### [Aim of the task]
Return the mailing-list post about a dedicated IPv4 block for IPv6 deployment, word for word and in full.

### [Page extract]
________________________________________

[arin-ppml] Policy Proposal: Dedicated IPv4 block to facilitate IPv6 deployment

Paul Vixie paul at vix.com
Sun Jun 8 19:08:53 EDT 2008


> ...
> but what is this gonna tell you?  what is in place today.  bit whoopie doo.
> 
> just as with the 2050 /19 agreement in danvers, filtering policies will
> adjust to allocation realities if honestly negotiated and technically
> feasible.
>
> so do not base all future technology and policy on yesterday's ephemeral
> router configs.  otoh, do make tools to prevent, diagnose, and fix errant
> configs.

overall, this is my position also.  we already need some kind of routing
security to prevent injection of prefixes by unauthorized parties, and it
has to be based on public-key crypto rather than prefix lengths or prefix
quotas.  prefix length filtering "on RIR boundaries" is too coarse, and
prefix limits per peer are too coarse.  therefore without any new policy
and without allocating any /28's from anywhere, we already have the need
for technology which, once present, will mean that it doesn't matter where
the /28 microallocations for v6/v4 gateways come from, even assuming that
demand for these is from multihomers who cannot just use PA, which hasn't
been successfully argued (to my satisfaction, anyway).

________________________________________

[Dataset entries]
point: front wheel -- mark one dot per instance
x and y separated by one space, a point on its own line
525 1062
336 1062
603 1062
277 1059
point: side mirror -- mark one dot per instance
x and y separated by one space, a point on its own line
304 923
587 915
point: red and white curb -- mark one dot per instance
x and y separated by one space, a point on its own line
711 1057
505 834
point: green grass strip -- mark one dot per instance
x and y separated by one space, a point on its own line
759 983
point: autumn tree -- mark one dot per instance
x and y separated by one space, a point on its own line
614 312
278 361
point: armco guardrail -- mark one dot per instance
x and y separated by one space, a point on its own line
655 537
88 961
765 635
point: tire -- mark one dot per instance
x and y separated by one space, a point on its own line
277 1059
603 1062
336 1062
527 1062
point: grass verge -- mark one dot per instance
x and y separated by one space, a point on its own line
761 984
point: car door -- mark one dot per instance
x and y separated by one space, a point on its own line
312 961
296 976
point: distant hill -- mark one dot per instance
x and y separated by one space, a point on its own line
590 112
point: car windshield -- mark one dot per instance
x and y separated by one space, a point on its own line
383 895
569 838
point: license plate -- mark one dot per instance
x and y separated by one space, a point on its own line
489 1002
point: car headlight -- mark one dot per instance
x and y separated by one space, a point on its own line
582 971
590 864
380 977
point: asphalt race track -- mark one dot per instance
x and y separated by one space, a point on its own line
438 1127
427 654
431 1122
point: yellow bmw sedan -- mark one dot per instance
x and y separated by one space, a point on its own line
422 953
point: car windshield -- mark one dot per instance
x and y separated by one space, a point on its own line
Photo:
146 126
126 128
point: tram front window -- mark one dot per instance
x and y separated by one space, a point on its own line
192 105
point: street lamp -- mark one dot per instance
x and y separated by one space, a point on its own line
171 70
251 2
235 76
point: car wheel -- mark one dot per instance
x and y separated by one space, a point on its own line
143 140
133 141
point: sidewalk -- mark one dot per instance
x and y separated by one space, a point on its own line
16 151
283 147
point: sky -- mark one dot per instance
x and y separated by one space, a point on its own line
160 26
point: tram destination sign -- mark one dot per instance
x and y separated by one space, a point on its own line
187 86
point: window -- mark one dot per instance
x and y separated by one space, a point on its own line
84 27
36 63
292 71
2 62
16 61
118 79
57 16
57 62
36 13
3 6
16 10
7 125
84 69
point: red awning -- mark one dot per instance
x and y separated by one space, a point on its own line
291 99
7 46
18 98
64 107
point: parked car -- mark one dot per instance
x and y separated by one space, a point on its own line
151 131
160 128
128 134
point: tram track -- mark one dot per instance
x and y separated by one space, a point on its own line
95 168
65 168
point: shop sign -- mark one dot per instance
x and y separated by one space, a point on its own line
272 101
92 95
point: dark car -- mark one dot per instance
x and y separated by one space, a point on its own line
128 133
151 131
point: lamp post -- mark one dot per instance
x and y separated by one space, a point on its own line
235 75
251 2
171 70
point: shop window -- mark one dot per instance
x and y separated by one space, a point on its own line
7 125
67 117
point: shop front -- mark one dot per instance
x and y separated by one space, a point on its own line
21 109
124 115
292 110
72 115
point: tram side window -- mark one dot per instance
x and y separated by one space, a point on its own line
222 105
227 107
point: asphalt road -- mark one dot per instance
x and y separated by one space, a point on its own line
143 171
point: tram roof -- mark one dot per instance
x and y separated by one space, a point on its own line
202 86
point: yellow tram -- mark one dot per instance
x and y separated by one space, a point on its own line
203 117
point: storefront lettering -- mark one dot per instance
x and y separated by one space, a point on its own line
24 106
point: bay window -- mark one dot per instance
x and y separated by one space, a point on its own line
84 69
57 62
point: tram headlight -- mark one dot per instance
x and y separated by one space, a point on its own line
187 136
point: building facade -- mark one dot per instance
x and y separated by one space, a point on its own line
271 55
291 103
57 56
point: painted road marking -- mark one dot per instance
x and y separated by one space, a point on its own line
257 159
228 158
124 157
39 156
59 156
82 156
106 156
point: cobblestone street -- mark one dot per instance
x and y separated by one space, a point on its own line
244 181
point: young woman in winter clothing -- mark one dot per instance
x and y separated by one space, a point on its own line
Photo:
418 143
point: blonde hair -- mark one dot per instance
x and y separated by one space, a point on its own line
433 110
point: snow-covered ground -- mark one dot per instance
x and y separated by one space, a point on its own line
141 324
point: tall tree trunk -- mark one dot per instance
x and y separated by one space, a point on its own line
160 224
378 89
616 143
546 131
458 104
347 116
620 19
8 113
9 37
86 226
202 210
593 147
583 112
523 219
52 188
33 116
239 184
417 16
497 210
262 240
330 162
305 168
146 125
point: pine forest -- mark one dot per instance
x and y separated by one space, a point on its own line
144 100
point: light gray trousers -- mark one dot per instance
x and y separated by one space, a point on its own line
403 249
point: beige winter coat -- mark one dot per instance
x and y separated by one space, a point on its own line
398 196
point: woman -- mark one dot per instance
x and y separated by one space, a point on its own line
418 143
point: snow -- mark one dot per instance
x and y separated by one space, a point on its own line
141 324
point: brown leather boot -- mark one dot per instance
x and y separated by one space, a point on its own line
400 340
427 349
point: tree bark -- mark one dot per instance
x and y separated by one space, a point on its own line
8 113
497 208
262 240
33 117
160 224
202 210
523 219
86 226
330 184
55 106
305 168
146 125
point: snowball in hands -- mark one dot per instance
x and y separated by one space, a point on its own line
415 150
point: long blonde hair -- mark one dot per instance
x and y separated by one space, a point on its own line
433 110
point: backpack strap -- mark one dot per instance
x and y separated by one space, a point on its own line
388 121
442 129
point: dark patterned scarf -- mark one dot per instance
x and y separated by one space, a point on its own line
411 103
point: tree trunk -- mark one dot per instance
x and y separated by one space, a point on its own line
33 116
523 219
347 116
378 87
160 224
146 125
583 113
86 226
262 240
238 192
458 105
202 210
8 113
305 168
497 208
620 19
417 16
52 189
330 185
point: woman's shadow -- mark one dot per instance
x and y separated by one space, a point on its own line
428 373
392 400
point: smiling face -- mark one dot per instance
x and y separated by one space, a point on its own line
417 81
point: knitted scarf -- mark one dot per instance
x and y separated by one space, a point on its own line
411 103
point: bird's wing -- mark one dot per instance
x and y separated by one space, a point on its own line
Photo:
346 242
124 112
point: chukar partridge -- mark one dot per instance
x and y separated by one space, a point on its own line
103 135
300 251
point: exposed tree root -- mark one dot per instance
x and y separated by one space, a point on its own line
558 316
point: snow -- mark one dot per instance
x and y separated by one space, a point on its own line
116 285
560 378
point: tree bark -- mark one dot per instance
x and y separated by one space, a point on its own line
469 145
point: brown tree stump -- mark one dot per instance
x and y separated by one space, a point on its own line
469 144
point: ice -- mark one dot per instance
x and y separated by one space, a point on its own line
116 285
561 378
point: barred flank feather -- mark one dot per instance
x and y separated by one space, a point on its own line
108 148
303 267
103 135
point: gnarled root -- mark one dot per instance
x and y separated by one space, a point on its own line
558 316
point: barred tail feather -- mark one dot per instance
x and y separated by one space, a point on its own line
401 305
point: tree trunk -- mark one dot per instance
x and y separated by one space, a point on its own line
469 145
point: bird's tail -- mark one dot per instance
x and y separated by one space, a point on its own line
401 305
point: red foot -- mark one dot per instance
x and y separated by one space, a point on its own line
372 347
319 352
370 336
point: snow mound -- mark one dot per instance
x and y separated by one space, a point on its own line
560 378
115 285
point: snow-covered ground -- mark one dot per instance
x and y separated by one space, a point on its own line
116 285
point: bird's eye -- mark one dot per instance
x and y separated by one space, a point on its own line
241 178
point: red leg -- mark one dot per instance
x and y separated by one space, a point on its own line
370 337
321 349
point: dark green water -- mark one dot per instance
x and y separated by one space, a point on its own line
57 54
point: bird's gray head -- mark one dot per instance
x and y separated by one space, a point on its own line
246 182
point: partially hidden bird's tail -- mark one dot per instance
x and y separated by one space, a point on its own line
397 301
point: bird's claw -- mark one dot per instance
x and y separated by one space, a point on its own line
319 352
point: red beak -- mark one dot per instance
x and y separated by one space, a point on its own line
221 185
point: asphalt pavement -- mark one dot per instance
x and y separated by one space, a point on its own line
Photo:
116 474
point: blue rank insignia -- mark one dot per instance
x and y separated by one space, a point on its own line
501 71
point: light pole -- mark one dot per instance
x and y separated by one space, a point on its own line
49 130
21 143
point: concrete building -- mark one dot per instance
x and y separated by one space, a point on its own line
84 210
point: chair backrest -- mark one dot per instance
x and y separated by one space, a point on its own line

________________________________________

### [Response for this exercise]
[arin-ppml] Policy Proposal: Dedicated IPv4 block to facilitate IPv6 deployment

Paul Vixie paul at vix.com
Sun Jun 8 19:08:53 EDT 2008


> ...
> but what is this gonna tell you?  what is in place today.  bit whoopie doo.
> 
> just as with the 2050 /19 agreement in danvers, filtering policies will
> adjust to allocation realities if honestly negotiated and technically
> feasible.
>
> so do not base all future technology and policy on yesterday's ephemeral
> router configs.  otoh, do make tools to prevent, diagnose, and fix errant
> configs.

overall, this is my position also.  we already need some kind of routing
security to prevent injection of prefixes by unauthorized parties, and it
has to be based on public-key crypto rather than prefix lengths or prefix
quotas.  prefix length filtering "on RIR boundaries" is too coarse, and
prefix limits per peer are too coarse.  therefore without any new policy
and without allocating any /28's from anywhere, we already have the need
for technology which, once present, will mean that it doesn't matter where
the /28 microallocations for v6/v4 gateways come from, even assuming that
demand for these is from multihomers who cannot just use PA, which hasn't
been successfully argued (to my satisfaction, anyway).